» TÂCHES À RÉALISER:
#1 Résumez en deux phrases le passage sur Maclean et Foucault.
#2 Rédigez la suite du passage sur Maclean et Foucault.

» PASSAGE:

---+---

8Il y a chez Maclean de fortes résistances vis-à-vis d’une idée qui remonte à Kant : l’idée que l’esprit humain travaille à l’intérieur d’un cadre d’idées qui détermine ce qu’il est possible de penser. Il n’y a pas d’a priori dans la vie réelle, pas de cadre qui fixe des limites aux pensées possibles, et certainement pas d’a priori historique. Pour lui, les paradigmes de Thomas Kuhn ou l’épistèmê de Michel Foucault ne comptent guère.
9Ni Kuhn, ni Kant n’ont rien dit au sujet de la Renaissance qui relève de l’analyse de Maclean, mais dans Les mots et les choses, au chapitre 2, on trouve vingt-sept pages éblouissantes intitulées « La prose du monde ». La pensée toute entière, dit Foucault, était organisée selon des principes de similitude. C’est comme si la logique académique, tout ce que nous appellerions peser rationnellement les évidences, avait disparu de la face de l’Europe pour un siècle ou plus. La texture du monde décrit par Foucault est vraiment très différente de tout ce que vous ou moi pourrions connaître aujourd’hui. Maclean rejette la vision de Foucault.
10Mais là n’est pas la source principale de leur divergence. Maclean considère que l’histoire de la Renaissance proposée par Michel Foucault est fautive parce qu’elle s’appuie sur un éventail de textes trop restreint. Elle ne tient pas compte des raisonnements des juristes et des médecins dans la tradition universitaire. En ignorant les pensées les plus pénétrantes de la Renaissance sur le raisonnement, on s’expose à d’importantes déformations, si l’on veut rendre compte de la structure des croyances, des institutions et des pratiques de ce temps.

---+---

» DONNÉES FOURNIES:
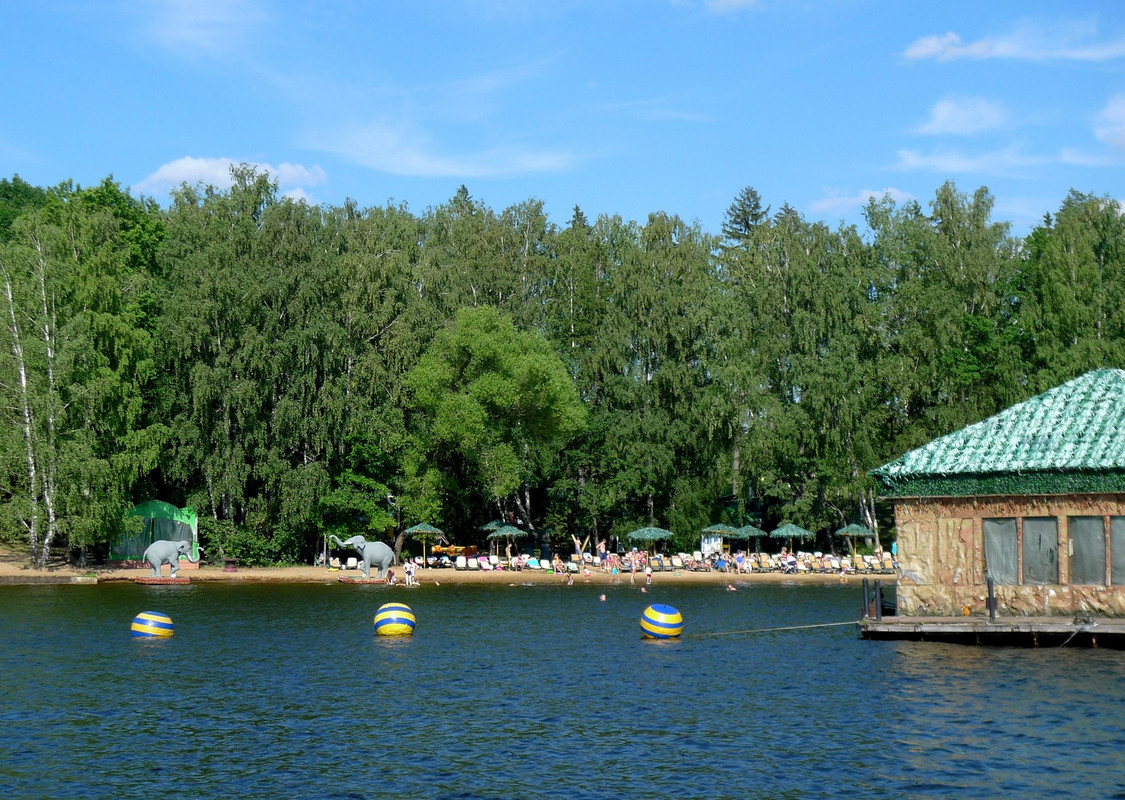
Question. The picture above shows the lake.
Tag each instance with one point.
(284, 691)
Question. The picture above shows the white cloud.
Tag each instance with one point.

---+---

» LISTE DES RÉPONSES:
#1 Maclean rejette l'idée, remontant à Kant, d'un cadre qui fixerait les limites du pensable, et il fait peu de cas des paradigmes de Kuhn comme de l'épistèmê de Foucault, dont il refuse la vision d'une Renaissance où toute la pensée suivait des principes de similitude. Il reproche surtout à Foucault de s'appuyer sur un éventail de textes trop restreint, qui néglige les raisonnements des juristes et des médecins de la tradition universitaire et expose à d'importantes déformations.

#2
11Maclean a donc ajouté à sa série de conférences une postface polémique vis-à-vis de ce chapitre de Foucault. Les deux hommes parlent à peu près de la même époque. Mon échantillon aléatoire de textes latins pourrait suggérer que Foucault s’intéressait davantage à une période légèrement plus ancienne, mais pas beaucoup. Son chapitre commence par ces mots « Jusqu’à la fin du xvie siècle … ». Or ce siècle ne se continue pas jusqu’en 1630, ni même jusqu’en 1609, la décennie la plus citée dans le livre de Maclean. Mais ceci n’est pas le cœur du propos. Maclean et Foucault ne sont pas en désaccord seulement sur la manière dont il faut lire la Renaissance, mais aussi sur cela même qu’on doit lire. Leur désaccord est net et important.
12Les lecteurs qui ont été profondément influencés par Les mots et les choses, comme je l’ai été moi-même, trouveront dans la postface de bonnes raisons de reconsidérer leur opinion.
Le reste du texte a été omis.